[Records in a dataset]
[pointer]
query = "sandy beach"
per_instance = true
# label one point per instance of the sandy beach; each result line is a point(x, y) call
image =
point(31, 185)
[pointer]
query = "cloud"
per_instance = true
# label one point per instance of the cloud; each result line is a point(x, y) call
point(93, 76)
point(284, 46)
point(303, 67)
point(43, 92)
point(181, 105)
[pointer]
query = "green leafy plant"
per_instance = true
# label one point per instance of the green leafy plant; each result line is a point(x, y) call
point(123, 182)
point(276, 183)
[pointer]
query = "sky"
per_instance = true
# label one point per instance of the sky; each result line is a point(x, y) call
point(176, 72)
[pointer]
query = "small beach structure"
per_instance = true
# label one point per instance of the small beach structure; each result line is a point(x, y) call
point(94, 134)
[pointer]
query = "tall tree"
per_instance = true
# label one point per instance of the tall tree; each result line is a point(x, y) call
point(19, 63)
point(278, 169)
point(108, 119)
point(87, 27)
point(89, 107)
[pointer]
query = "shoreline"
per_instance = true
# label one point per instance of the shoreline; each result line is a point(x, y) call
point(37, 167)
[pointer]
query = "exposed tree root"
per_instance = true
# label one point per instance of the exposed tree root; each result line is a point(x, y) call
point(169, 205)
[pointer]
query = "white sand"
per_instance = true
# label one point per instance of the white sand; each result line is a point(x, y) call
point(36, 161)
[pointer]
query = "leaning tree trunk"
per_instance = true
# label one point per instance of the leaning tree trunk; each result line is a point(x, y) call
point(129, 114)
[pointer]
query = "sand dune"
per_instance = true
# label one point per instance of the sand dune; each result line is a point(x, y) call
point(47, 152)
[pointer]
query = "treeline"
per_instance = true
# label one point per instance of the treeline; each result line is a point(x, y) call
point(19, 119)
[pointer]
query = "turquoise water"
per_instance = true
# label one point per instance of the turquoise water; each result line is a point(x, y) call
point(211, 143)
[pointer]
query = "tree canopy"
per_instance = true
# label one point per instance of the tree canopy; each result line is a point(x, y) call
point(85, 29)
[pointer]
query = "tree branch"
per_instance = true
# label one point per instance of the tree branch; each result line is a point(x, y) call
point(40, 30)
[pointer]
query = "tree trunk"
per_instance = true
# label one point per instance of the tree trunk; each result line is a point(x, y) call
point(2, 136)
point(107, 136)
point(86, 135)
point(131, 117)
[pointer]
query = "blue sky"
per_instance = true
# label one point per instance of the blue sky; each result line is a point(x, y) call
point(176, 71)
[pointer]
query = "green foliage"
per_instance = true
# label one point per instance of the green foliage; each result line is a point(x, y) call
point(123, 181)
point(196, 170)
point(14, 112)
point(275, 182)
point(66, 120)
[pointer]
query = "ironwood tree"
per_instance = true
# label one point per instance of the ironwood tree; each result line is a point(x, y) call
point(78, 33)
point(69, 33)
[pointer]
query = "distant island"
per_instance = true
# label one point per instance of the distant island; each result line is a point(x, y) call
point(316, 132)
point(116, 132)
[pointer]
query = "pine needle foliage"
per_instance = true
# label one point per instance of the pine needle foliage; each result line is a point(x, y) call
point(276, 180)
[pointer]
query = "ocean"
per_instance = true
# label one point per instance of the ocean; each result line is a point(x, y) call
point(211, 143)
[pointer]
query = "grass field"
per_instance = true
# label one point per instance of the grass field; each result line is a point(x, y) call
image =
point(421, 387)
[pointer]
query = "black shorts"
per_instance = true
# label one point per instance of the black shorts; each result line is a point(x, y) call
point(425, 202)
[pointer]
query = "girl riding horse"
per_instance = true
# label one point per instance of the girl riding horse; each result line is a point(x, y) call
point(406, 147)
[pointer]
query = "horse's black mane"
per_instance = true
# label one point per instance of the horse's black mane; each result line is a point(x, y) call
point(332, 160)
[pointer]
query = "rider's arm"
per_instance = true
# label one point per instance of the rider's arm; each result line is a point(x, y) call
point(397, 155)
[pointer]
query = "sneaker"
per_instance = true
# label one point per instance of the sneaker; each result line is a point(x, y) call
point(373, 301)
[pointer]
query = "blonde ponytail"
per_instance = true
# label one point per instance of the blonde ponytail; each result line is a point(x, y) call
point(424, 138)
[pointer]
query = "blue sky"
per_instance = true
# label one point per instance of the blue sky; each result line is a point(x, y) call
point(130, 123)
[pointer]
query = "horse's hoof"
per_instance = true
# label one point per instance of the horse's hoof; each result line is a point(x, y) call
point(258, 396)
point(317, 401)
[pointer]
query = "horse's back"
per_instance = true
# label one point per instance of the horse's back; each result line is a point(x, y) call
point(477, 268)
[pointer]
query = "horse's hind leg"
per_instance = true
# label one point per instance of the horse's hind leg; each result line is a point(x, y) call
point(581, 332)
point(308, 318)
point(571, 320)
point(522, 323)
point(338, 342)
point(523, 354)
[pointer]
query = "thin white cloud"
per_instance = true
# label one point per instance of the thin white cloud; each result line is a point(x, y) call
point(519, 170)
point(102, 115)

[What is needed] Render the part of the records that runs from the start through the line containing "point(31, 185)" as a Markdown table with the columns Row and Line, leaving out any blank lines.

[Solution for this task]
| Row | Line |
|---|---|
| 1 | [pointer] |
| 2 | query = "sandy beach" |
| 3 | per_instance = true |
| 4 | # label one point per instance of the sandy beach; each result line is a point(x, y) call |
| 5 | image = |
| 6 | point(31, 185) |